▶ **Stated task**
Which lines below contain the word "tile", counting only matches with the same case? Locate each one and copy it out in full.

▶ **Data rows**
──────────────────────────────

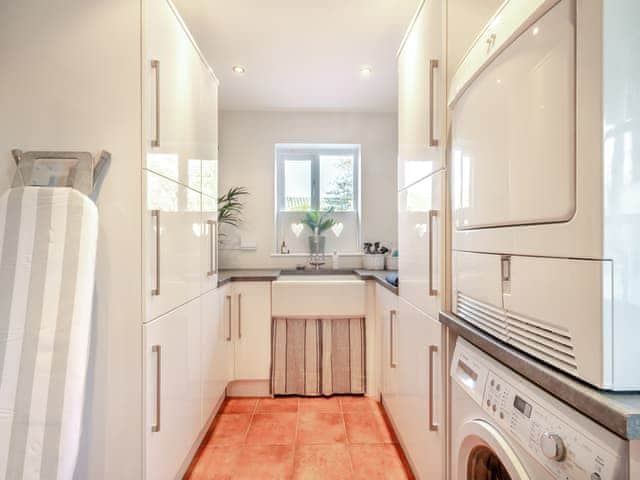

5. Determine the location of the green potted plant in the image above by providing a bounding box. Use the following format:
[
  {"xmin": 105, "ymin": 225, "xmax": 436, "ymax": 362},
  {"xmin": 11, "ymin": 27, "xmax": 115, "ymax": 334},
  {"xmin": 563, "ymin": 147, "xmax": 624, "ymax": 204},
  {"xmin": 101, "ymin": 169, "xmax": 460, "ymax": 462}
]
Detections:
[{"xmin": 301, "ymin": 207, "xmax": 336, "ymax": 255}]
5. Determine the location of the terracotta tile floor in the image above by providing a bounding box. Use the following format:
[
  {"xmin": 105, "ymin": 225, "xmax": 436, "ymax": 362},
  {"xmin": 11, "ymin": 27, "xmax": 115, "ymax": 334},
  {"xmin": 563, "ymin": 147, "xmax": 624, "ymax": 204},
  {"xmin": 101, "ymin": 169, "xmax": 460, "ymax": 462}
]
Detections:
[{"xmin": 185, "ymin": 397, "xmax": 413, "ymax": 480}]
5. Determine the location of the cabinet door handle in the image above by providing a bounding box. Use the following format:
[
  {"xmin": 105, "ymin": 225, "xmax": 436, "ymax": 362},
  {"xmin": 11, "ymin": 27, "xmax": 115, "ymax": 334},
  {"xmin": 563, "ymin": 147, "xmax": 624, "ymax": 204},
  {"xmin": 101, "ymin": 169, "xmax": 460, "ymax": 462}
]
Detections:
[
  {"xmin": 151, "ymin": 210, "xmax": 160, "ymax": 296},
  {"xmin": 429, "ymin": 210, "xmax": 438, "ymax": 297},
  {"xmin": 207, "ymin": 220, "xmax": 218, "ymax": 277},
  {"xmin": 428, "ymin": 345, "xmax": 438, "ymax": 432},
  {"xmin": 151, "ymin": 60, "xmax": 160, "ymax": 147},
  {"xmin": 151, "ymin": 345, "xmax": 162, "ymax": 433},
  {"xmin": 238, "ymin": 293, "xmax": 242, "ymax": 340},
  {"xmin": 389, "ymin": 310, "xmax": 398, "ymax": 368},
  {"xmin": 224, "ymin": 295, "xmax": 231, "ymax": 342},
  {"xmin": 429, "ymin": 59, "xmax": 440, "ymax": 147}
]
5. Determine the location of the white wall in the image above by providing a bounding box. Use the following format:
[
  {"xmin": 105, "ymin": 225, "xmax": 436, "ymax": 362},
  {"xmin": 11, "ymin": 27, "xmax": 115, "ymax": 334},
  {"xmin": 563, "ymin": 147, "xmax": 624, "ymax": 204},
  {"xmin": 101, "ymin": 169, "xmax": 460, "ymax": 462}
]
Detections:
[
  {"xmin": 0, "ymin": 0, "xmax": 142, "ymax": 479},
  {"xmin": 220, "ymin": 111, "xmax": 397, "ymax": 268}
]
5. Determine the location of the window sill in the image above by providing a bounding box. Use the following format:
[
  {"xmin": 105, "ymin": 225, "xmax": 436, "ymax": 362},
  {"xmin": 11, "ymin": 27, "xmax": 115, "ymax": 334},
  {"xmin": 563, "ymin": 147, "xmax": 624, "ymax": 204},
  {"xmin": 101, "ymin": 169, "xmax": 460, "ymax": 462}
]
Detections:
[{"xmin": 271, "ymin": 252, "xmax": 364, "ymax": 258}]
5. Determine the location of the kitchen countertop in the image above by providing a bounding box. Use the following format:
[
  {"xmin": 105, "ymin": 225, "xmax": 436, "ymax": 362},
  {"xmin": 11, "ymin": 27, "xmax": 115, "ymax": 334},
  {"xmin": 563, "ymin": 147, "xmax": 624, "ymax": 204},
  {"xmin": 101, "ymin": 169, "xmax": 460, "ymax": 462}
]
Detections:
[
  {"xmin": 440, "ymin": 312, "xmax": 640, "ymax": 440},
  {"xmin": 218, "ymin": 269, "xmax": 398, "ymax": 295}
]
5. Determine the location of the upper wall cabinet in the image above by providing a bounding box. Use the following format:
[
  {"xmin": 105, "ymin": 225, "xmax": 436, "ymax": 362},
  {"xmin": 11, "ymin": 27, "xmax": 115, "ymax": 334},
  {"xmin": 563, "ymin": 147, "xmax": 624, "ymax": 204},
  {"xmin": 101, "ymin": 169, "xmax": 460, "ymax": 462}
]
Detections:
[
  {"xmin": 143, "ymin": 0, "xmax": 218, "ymax": 192},
  {"xmin": 398, "ymin": 0, "xmax": 445, "ymax": 190}
]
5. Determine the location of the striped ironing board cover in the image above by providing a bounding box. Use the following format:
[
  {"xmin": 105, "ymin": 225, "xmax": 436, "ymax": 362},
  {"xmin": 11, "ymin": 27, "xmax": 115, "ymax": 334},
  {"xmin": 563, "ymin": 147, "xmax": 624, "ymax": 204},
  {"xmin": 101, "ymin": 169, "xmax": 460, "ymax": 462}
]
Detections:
[{"xmin": 0, "ymin": 187, "xmax": 98, "ymax": 479}]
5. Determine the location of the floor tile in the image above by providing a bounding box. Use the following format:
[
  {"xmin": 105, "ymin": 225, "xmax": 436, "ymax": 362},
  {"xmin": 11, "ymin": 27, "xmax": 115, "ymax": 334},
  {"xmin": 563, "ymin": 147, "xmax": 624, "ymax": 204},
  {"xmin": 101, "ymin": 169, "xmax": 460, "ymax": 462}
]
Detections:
[
  {"xmin": 220, "ymin": 398, "xmax": 258, "ymax": 413},
  {"xmin": 233, "ymin": 445, "xmax": 293, "ymax": 480},
  {"xmin": 339, "ymin": 397, "xmax": 378, "ymax": 413},
  {"xmin": 349, "ymin": 445, "xmax": 413, "ymax": 480},
  {"xmin": 209, "ymin": 413, "xmax": 251, "ymax": 445},
  {"xmin": 344, "ymin": 411, "xmax": 394, "ymax": 444},
  {"xmin": 188, "ymin": 445, "xmax": 240, "ymax": 480},
  {"xmin": 298, "ymin": 397, "xmax": 342, "ymax": 413},
  {"xmin": 293, "ymin": 443, "xmax": 353, "ymax": 480},
  {"xmin": 256, "ymin": 397, "xmax": 298, "ymax": 413},
  {"xmin": 247, "ymin": 413, "xmax": 298, "ymax": 445},
  {"xmin": 296, "ymin": 412, "xmax": 347, "ymax": 444}
]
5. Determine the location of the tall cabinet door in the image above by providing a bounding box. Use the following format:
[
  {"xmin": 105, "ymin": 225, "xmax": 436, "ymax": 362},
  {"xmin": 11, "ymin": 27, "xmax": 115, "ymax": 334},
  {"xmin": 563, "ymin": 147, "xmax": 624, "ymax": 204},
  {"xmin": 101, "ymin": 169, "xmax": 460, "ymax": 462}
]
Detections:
[
  {"xmin": 393, "ymin": 299, "xmax": 444, "ymax": 479},
  {"xmin": 143, "ymin": 299, "xmax": 201, "ymax": 480},
  {"xmin": 201, "ymin": 290, "xmax": 232, "ymax": 425},
  {"xmin": 200, "ymin": 195, "xmax": 218, "ymax": 293},
  {"xmin": 398, "ymin": 0, "xmax": 444, "ymax": 189},
  {"xmin": 398, "ymin": 170, "xmax": 445, "ymax": 318},
  {"xmin": 143, "ymin": 0, "xmax": 203, "ymax": 191},
  {"xmin": 145, "ymin": 172, "xmax": 203, "ymax": 321},
  {"xmin": 233, "ymin": 282, "xmax": 271, "ymax": 380}
]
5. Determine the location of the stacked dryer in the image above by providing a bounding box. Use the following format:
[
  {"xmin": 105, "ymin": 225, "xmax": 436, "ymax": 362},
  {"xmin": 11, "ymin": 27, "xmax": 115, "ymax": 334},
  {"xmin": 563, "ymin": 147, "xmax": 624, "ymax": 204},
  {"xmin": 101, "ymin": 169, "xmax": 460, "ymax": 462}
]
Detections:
[{"xmin": 449, "ymin": 0, "xmax": 640, "ymax": 390}]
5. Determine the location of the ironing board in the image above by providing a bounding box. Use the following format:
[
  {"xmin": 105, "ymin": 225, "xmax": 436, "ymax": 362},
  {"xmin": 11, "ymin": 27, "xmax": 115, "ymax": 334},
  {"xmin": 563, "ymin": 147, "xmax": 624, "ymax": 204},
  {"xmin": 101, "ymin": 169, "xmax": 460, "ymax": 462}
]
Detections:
[{"xmin": 0, "ymin": 148, "xmax": 109, "ymax": 480}]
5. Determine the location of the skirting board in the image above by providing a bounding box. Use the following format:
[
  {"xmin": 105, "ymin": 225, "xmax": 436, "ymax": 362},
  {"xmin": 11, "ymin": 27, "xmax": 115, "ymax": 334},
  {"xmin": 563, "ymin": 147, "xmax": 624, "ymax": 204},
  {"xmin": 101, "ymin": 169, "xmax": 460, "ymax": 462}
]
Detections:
[{"xmin": 227, "ymin": 379, "xmax": 271, "ymax": 397}]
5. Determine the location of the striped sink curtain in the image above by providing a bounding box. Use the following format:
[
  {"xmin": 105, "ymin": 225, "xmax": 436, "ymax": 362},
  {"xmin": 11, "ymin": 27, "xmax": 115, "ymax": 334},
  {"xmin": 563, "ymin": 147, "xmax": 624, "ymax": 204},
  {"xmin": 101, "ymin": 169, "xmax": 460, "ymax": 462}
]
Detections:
[{"xmin": 271, "ymin": 317, "xmax": 367, "ymax": 396}]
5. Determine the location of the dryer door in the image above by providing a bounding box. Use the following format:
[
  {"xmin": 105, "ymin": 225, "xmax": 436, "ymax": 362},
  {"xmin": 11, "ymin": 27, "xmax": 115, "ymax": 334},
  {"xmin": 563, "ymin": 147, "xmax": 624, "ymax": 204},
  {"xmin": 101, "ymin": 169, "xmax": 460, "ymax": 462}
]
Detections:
[
  {"xmin": 452, "ymin": 0, "xmax": 576, "ymax": 230},
  {"xmin": 453, "ymin": 420, "xmax": 528, "ymax": 480}
]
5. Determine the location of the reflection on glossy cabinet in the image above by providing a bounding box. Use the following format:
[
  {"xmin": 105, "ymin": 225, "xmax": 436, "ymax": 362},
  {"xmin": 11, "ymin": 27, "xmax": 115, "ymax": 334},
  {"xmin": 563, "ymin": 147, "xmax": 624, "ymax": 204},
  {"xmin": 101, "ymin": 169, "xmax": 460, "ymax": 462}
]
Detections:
[
  {"xmin": 398, "ymin": 0, "xmax": 445, "ymax": 189},
  {"xmin": 143, "ymin": 299, "xmax": 201, "ymax": 480},
  {"xmin": 398, "ymin": 170, "xmax": 445, "ymax": 318},
  {"xmin": 144, "ymin": 0, "xmax": 218, "ymax": 191},
  {"xmin": 390, "ymin": 299, "xmax": 444, "ymax": 479},
  {"xmin": 232, "ymin": 282, "xmax": 271, "ymax": 380},
  {"xmin": 201, "ymin": 284, "xmax": 233, "ymax": 426},
  {"xmin": 145, "ymin": 172, "xmax": 203, "ymax": 321}
]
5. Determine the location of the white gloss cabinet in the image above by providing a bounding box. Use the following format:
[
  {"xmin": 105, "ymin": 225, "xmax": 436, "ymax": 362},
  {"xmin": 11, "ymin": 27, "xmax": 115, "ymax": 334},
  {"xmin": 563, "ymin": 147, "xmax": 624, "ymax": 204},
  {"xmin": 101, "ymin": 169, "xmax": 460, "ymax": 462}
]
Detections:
[
  {"xmin": 143, "ymin": 298, "xmax": 202, "ymax": 480},
  {"xmin": 398, "ymin": 170, "xmax": 445, "ymax": 318},
  {"xmin": 231, "ymin": 281, "xmax": 271, "ymax": 380},
  {"xmin": 145, "ymin": 171, "xmax": 201, "ymax": 321},
  {"xmin": 376, "ymin": 285, "xmax": 398, "ymax": 411},
  {"xmin": 200, "ymin": 290, "xmax": 233, "ymax": 427},
  {"xmin": 398, "ymin": 0, "xmax": 445, "ymax": 189},
  {"xmin": 388, "ymin": 298, "xmax": 444, "ymax": 479}
]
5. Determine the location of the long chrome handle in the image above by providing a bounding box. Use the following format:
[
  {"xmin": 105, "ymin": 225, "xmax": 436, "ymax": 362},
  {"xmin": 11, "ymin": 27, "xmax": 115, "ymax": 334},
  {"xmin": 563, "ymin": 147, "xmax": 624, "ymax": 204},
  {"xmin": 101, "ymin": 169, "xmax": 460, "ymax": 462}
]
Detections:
[
  {"xmin": 238, "ymin": 293, "xmax": 242, "ymax": 340},
  {"xmin": 207, "ymin": 220, "xmax": 217, "ymax": 277},
  {"xmin": 151, "ymin": 210, "xmax": 160, "ymax": 296},
  {"xmin": 224, "ymin": 295, "xmax": 231, "ymax": 342},
  {"xmin": 151, "ymin": 345, "xmax": 162, "ymax": 432},
  {"xmin": 428, "ymin": 345, "xmax": 439, "ymax": 432},
  {"xmin": 389, "ymin": 310, "xmax": 398, "ymax": 368},
  {"xmin": 151, "ymin": 60, "xmax": 160, "ymax": 147},
  {"xmin": 429, "ymin": 210, "xmax": 438, "ymax": 297},
  {"xmin": 429, "ymin": 59, "xmax": 440, "ymax": 147}
]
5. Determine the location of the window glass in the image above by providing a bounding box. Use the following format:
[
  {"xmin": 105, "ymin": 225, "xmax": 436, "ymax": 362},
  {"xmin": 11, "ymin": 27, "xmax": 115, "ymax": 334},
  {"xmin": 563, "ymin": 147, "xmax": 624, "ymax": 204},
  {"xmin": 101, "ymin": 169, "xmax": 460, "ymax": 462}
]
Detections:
[
  {"xmin": 319, "ymin": 155, "xmax": 355, "ymax": 212},
  {"xmin": 280, "ymin": 160, "xmax": 311, "ymax": 211}
]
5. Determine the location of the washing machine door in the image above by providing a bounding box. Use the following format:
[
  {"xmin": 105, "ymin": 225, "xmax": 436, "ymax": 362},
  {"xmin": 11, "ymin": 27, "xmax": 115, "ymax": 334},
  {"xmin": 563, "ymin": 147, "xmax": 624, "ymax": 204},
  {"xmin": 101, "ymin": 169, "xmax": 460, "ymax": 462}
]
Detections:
[{"xmin": 454, "ymin": 420, "xmax": 528, "ymax": 480}]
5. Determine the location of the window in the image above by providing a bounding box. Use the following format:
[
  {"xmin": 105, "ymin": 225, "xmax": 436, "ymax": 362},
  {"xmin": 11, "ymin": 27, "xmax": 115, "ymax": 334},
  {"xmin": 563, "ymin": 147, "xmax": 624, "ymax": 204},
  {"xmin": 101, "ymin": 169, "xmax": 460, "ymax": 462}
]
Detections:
[{"xmin": 276, "ymin": 144, "xmax": 360, "ymax": 253}]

──────────────────────────────

▶ **Result for this exercise**
5. Determine the location of the terracotta tile floor in the image above by providing a bounding box. Use the following format:
5. Determine the location of the floor tile in the image above by providing a bounding box. Use the following format:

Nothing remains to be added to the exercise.